• **EXTRACTED TEXT**
........
Surkosky's practice is the organizational sponsor behind Butler's annual Kids Day America, which had to be postponed for community safety. Instead, he spent the week using his network from that, along with contacts in the community, to prepare the mask pattern instructions along with plans for a centralized drop-off location and hospital delivery system.

“We've organized community efforts in the past,” Surkosky said. “It only makes sense that we help during this crisis.”

So far, Kids Day volunteers, some area quilting groups and the A.M. Rotary team have all been tapped.

The group is steadily growing in numbers and hoping to generate many masks. Rotarians and Kids Day volunteers began spreading word of the following mask-making pattern over the weekend, putting out a call-to-action via email and word-of-mouth.

Surkosky is directing crafty volunteers to the mask pattern available online at www.craftpassion.com/face-mask-sewing-pattern.

He noted many people are making a rectangular, pleated style of mask that could be questionable in a medical environment because the folds created by the pleats can offer safe havens to germs.

Mask-making guidelines

Masks should be made with three layers. Inner and outer layers ought to be tightly woven, quilting quality, 100 percent cotton. The center layer “interface” material should be composed of fabric and a glue can be used and is ironed onto the back of the front layer. Note that “Stitch Witchery” cannot be used.

Wash the fabric in hot water before working with it, so that it won't shrink after it's sewn. If interface material is unavailable, a third layer of the 100 percent cotton or flannel can be used, but again must be washed first.

Sew with the smallest diameter needle possible.

Try not to use solid red colors.

The interface should be applied only after the fabric has been washed and before cutting out the pattern.

The pattern uses wire around the bridge of the nose. This is required, as it's very effective in reducing gaps around the mask. (One option for this: solid aluminum .035 diameter welding wire or floral wire at no less than 6 inches in length.) Bend back the sharp ends of the wire so they don't stick out.
........
Point-per-instance localization listing:

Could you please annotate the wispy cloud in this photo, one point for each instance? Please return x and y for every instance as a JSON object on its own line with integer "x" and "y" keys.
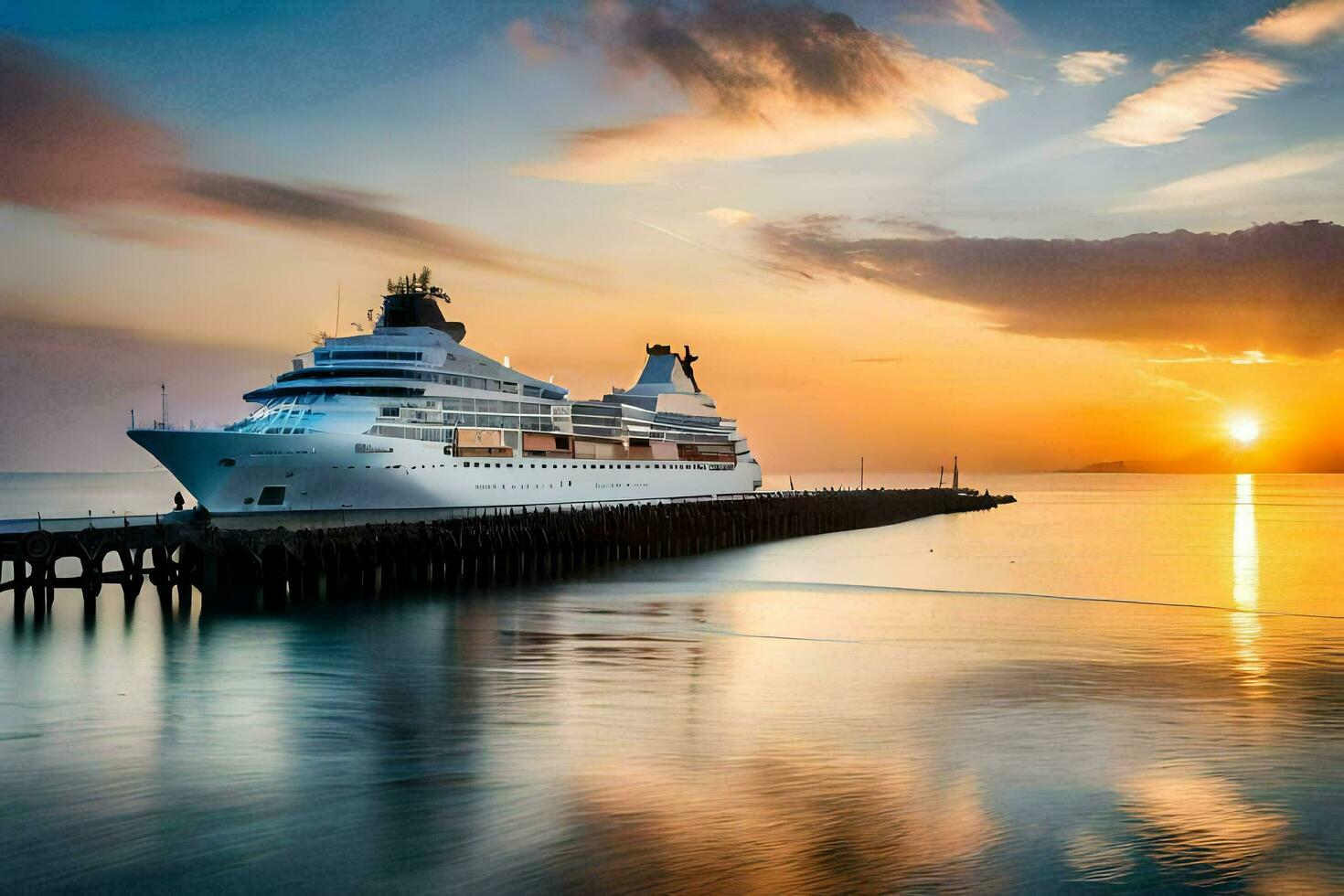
{"x": 1232, "y": 183}
{"x": 760, "y": 263}
{"x": 1186, "y": 389}
{"x": 1275, "y": 288}
{"x": 729, "y": 217}
{"x": 761, "y": 80}
{"x": 1090, "y": 66}
{"x": 1187, "y": 98}
{"x": 1200, "y": 355}
{"x": 522, "y": 37}
{"x": 1301, "y": 23}
{"x": 71, "y": 151}
{"x": 978, "y": 15}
........
• **STUDY QUESTIONS**
[a] Quote the mask-making article word for word, beginning at the words "Mask-making guidelines" and stopping after the words "solid red colors.".
[b] What minimum length does the mask-making article give for the wire at the bridge of the nose?
[c] Write the next part of the mask-making article, picking up after its last sentence.
Nothing in the listing is needed here.

• **SET OF ANSWERS**
[a]
Mask-making guidelines

Masks should be made with three layers. Inner and outer layers ought to be tightly woven, quilting quality, 100 percent cotton. The center layer “interface” material should be composed of fabric and a glue can be used and is ironed onto the back of the front layer. Note that “Stitch Witchery” cannot be used.

Wash the fabric in hot water before working with it, so that it won't shrink after it's sewn. If interface material is unavailable, a third layer of the 100 percent cotton or flannel can be used, but again must be washed first.

Sew with the smallest diameter needle possible.

Try not to use solid red colors.

[b] No less than 6 inches.

[c]
Either about 48 inches of straight grain fabric or quarter-inch wide grosgrain ribbon can be used as the cord/string. Ribbon may fray at the end so singe the ends with a flame to seal it.

Use a single-tie cord/stringstrap that loops around the top of the wearer's head, across their temples, through the fabric on either side of the mask, down through the fabric tunnels, around the jawline and then behind the neck to be tied. This is recommended over the style of mask with loops that attach behind each ear to prevent irritation.

As designed, the masks should have two pocketed openings for their wearers to add an optional fourth layer of fabric that could be removed and washed. These pockets open in the rear of the mask, so the existing three layers remain effective.

Label the size of your masks before donating in a way that will not wash out. Craft Passion names their sizes as: small, children 3 to 6 years (XS); young children, 7 to 12 years (S); teenagers/women (M); Men (L) for distribution purposes.

Mask delivery

Anyone following these guidelines can deliver their finished products in sealed plastic bags, to the vestibule labeled “MASKS” at Surkosky's office in Renfrew.

The bags should be labeled with the quantity of each size mask inside. For instance, a proper label might read “10 XS, 15 S, 8 M, 30 L.”

The address is 837 Evans City Road, Suite 202, in Renfrew. The vestibule to use is on the right-hand side at Surkosky's office. The door to get to the drop-off point is going to be open from 8 a.m. to 5 p.m.

The masks are going to be cleaned before distribution. Surkosky is directing questions to the email address drstuartsurkosky@carechiro.com.

The group's hope is to supply two masks for all the front-line medical workers who need them.

“If you include all the first responders, emergency service folks, hospital employees,” Surkosky said, “the need is huge.”